▸ **About this task**
Copy every record below exactly as it appears.

Items listed in a dataset:
────────

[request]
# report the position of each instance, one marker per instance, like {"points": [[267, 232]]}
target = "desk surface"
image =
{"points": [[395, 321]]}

────────

▸ **Your response**
[request]
# report the position of each instance, one marker per instance, like {"points": [[267, 232]]}
target = "desk surface"
image =
{"points": [[395, 321]]}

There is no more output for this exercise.